Within the listing below, the lines to output run from the one containing "Query: glass tumbler rim" through the one containing "Query: measuring cup handle"; copy them exactly and nothing else.

§ **Input material**
Segment Open
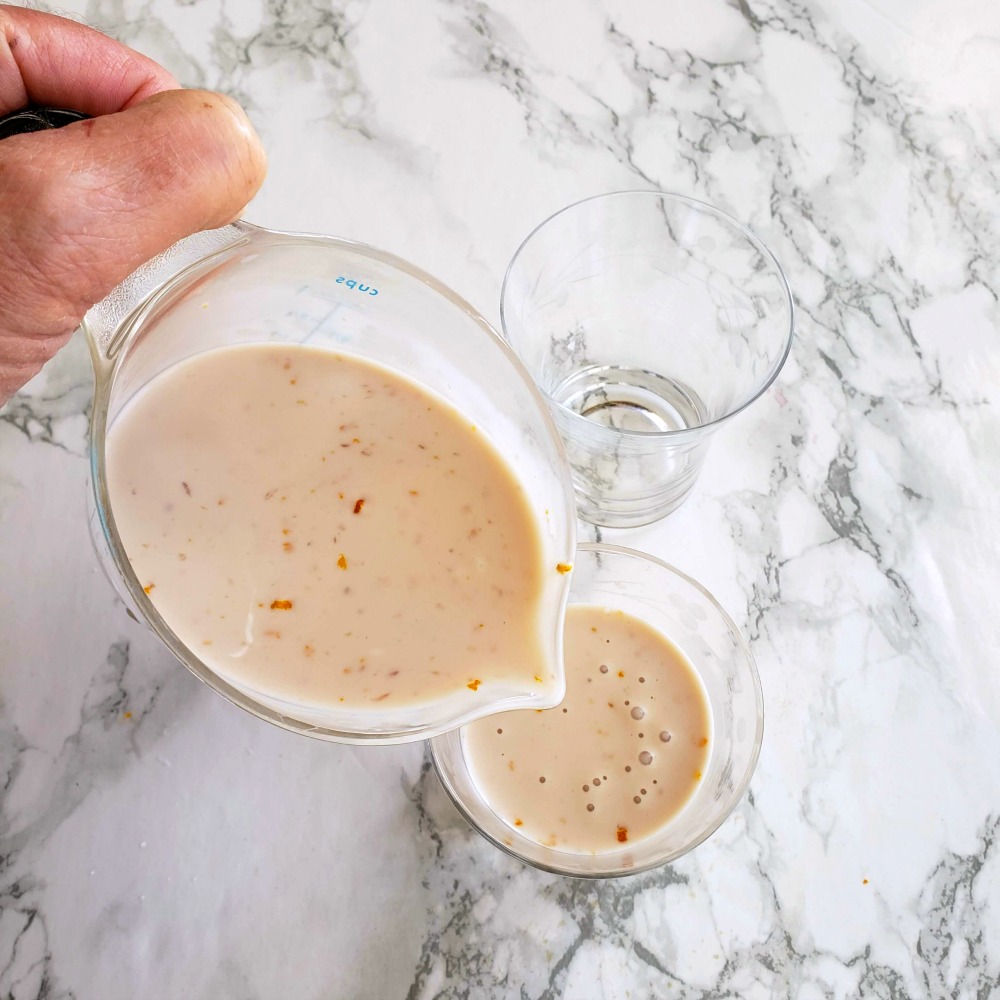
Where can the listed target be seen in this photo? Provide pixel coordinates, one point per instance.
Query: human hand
Segment Closed
Segment Open
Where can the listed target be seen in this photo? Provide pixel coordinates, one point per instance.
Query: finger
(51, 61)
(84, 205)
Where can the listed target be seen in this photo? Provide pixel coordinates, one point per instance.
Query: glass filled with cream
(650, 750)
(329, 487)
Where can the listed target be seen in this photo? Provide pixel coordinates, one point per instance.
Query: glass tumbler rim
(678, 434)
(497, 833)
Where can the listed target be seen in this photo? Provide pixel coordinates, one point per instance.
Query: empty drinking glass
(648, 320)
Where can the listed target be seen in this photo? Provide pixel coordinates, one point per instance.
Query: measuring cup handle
Segment Closed
§ **Solution to the problem**
Query: glass tumbler rim
(678, 434)
(497, 833)
Where can the listed target be seen in this photo? Provide pixel coordinates, one point per instance.
Query: empty drinking glass
(648, 320)
Where can the listed target be seen in this photo? Provide pixel coordinates, one point per instance.
Query: measuring cup handle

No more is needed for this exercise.